Objective: Tally the lines in the entries below that contain the string "Query". Reply with that number alone.

Data for this task:
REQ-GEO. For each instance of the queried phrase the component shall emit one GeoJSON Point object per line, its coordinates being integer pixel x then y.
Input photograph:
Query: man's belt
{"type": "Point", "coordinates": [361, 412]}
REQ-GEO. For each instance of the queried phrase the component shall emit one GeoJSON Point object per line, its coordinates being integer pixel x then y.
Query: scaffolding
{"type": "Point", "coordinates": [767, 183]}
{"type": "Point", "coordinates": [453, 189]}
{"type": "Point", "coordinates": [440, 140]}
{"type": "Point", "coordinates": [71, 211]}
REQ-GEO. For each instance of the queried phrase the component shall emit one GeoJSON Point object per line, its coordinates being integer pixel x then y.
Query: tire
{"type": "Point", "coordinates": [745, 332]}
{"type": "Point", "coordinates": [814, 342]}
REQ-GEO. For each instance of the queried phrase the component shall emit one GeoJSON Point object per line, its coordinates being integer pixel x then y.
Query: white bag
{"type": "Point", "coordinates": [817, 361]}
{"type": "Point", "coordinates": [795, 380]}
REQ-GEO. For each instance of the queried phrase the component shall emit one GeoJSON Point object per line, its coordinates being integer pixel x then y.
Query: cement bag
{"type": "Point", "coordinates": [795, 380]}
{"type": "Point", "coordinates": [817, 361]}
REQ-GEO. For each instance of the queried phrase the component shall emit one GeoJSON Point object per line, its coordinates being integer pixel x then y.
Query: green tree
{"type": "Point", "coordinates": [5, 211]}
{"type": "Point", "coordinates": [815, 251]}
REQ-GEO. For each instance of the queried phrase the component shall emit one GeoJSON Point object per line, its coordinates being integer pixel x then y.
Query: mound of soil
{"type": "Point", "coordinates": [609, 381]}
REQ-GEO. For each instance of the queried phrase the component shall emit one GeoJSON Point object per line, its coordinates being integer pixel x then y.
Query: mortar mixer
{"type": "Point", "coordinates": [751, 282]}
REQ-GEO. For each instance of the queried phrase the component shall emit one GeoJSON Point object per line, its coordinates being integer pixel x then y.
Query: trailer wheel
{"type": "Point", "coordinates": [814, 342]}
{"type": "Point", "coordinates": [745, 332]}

Answer below: 9